>> START Exercise materials

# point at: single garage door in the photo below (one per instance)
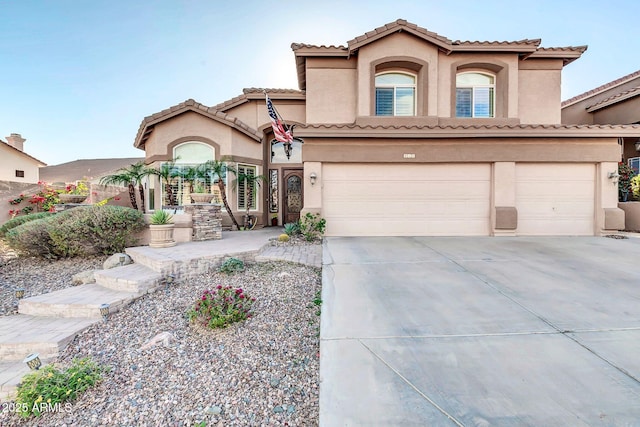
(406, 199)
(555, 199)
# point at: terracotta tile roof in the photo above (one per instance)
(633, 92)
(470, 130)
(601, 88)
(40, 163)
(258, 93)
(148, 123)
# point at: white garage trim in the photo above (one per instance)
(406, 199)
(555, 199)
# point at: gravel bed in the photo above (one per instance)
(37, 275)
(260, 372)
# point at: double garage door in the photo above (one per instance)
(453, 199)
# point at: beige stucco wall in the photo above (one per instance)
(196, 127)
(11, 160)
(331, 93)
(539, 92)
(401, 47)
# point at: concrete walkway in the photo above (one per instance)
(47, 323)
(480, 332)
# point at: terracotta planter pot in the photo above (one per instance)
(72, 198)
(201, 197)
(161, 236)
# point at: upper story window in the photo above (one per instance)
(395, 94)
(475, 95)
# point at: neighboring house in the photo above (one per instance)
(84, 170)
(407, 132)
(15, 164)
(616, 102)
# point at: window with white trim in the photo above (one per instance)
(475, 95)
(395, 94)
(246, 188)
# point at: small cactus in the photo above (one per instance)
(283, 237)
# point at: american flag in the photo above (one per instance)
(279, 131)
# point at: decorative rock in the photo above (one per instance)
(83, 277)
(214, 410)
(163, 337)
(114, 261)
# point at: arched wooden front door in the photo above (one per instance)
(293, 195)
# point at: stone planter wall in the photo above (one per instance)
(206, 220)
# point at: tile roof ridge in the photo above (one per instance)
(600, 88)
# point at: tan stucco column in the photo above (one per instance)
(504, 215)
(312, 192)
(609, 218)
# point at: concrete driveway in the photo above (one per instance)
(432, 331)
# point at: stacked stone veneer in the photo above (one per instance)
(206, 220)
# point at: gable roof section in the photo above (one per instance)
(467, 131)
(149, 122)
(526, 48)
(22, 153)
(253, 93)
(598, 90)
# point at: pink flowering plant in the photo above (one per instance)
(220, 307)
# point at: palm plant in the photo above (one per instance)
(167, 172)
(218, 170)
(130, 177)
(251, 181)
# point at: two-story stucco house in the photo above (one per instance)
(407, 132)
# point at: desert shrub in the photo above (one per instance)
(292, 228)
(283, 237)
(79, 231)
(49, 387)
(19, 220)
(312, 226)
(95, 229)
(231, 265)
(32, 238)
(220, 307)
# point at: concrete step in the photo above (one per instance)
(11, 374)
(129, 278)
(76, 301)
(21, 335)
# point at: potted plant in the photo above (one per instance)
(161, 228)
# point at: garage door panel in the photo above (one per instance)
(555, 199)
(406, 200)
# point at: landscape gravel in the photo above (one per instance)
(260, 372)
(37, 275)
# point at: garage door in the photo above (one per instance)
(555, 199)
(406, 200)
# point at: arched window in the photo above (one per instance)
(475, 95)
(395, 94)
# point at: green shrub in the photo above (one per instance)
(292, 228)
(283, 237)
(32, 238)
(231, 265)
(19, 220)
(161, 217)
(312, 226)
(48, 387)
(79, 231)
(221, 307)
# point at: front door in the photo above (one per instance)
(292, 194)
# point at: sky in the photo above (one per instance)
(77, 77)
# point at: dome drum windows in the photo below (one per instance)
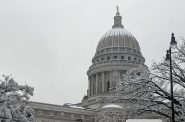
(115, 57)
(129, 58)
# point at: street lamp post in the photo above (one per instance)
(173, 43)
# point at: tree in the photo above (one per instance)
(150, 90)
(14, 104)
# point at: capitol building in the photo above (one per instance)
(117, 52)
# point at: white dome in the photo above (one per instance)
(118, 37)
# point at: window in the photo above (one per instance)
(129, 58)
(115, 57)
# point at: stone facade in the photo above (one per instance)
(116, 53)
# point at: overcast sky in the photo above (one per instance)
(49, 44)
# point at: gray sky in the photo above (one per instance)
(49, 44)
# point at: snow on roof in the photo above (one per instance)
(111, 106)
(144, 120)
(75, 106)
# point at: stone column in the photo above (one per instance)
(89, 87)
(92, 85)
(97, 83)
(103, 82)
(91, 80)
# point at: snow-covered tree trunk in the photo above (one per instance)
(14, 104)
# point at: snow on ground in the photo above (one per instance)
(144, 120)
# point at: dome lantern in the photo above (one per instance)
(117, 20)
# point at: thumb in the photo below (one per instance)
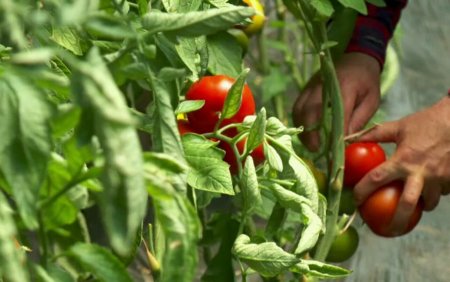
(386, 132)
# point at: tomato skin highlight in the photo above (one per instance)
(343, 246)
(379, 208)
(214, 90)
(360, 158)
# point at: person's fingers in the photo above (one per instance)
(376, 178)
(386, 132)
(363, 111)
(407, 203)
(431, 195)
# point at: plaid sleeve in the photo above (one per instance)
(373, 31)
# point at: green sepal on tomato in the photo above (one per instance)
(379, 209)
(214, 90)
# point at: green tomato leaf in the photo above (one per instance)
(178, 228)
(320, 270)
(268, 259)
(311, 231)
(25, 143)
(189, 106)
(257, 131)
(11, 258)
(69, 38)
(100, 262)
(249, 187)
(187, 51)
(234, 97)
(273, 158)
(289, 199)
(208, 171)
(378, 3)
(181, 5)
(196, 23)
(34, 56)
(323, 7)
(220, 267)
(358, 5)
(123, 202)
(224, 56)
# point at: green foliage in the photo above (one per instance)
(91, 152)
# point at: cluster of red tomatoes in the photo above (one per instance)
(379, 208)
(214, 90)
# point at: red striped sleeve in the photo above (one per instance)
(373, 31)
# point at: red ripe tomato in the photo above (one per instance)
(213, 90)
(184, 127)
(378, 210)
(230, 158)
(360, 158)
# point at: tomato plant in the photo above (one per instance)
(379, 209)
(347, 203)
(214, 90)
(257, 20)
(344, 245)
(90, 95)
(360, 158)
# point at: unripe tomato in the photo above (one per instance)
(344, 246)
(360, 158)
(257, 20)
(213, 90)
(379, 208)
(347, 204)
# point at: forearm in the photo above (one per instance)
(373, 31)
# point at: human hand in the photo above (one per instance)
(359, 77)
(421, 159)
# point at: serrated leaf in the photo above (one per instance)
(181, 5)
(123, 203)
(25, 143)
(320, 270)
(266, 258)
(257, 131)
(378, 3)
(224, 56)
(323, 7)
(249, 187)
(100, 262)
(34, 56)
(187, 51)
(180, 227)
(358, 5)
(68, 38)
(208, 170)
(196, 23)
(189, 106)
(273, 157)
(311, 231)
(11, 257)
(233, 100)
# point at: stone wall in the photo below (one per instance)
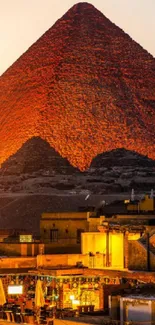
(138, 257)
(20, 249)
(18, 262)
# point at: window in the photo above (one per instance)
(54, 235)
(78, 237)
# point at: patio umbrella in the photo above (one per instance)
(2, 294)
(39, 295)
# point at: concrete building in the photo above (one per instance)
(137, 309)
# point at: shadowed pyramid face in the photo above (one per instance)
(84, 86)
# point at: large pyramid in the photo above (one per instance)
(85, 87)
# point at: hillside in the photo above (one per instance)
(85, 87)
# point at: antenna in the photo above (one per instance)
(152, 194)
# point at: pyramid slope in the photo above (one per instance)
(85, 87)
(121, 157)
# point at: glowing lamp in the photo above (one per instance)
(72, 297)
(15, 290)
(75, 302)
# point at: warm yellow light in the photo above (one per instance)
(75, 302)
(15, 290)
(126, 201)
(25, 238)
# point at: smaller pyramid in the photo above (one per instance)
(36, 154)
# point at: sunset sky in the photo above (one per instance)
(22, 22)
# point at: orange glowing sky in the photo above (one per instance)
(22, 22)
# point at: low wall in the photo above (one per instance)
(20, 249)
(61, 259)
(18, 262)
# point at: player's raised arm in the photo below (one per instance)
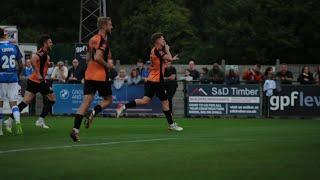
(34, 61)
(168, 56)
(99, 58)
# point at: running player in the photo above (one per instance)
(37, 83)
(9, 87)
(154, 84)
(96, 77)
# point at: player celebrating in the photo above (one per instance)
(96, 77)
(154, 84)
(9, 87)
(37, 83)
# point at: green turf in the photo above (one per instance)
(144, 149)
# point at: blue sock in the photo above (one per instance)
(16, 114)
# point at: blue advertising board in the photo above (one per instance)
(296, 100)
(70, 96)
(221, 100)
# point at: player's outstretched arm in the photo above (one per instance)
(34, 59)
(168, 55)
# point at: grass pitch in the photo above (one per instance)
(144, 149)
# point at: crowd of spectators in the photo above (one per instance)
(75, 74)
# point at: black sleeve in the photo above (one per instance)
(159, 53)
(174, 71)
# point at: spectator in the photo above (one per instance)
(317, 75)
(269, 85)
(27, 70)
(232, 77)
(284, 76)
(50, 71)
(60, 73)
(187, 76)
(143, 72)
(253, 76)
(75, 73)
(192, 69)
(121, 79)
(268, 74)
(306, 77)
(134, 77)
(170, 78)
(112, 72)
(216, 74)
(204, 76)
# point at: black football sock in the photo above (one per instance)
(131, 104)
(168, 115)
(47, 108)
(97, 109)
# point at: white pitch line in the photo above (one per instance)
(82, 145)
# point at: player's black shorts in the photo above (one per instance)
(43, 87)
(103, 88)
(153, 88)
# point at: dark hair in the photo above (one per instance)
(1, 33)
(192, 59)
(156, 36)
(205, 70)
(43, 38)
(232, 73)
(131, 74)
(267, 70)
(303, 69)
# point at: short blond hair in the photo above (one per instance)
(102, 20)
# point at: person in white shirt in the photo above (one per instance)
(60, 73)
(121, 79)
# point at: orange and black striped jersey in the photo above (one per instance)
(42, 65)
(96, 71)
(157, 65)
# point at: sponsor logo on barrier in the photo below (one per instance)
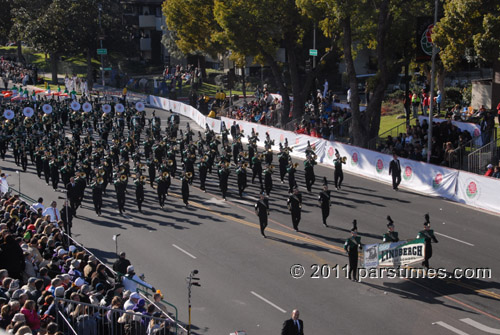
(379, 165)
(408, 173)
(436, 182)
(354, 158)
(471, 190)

>> END Exercise materials

• [What you need to do]
Can you repeat the records, starting at the line containing "# point at: player's black" and ending at the last of the records, but change "barrier" to "fence" and leave the pictures out?

• [Solution to this task]
# point at: player's black shorts in the photo above (one per instance)
(43, 87)
(103, 88)
(153, 88)
# point at: dark hair in the photo above (one per instance)
(1, 33)
(192, 59)
(156, 36)
(205, 70)
(43, 38)
(232, 73)
(131, 74)
(267, 70)
(303, 69)
# point at: short blond hair in the photo above (one per instance)
(102, 20)
# point at: person in white shirt in the photo above (one per instance)
(60, 73)
(121, 79)
# point at: orange and black striped jersey in the photo above (one per instance)
(42, 65)
(96, 71)
(157, 65)
# point at: sponsor logo on fence in the photo below (one per instance)
(379, 165)
(408, 173)
(436, 182)
(354, 158)
(471, 190)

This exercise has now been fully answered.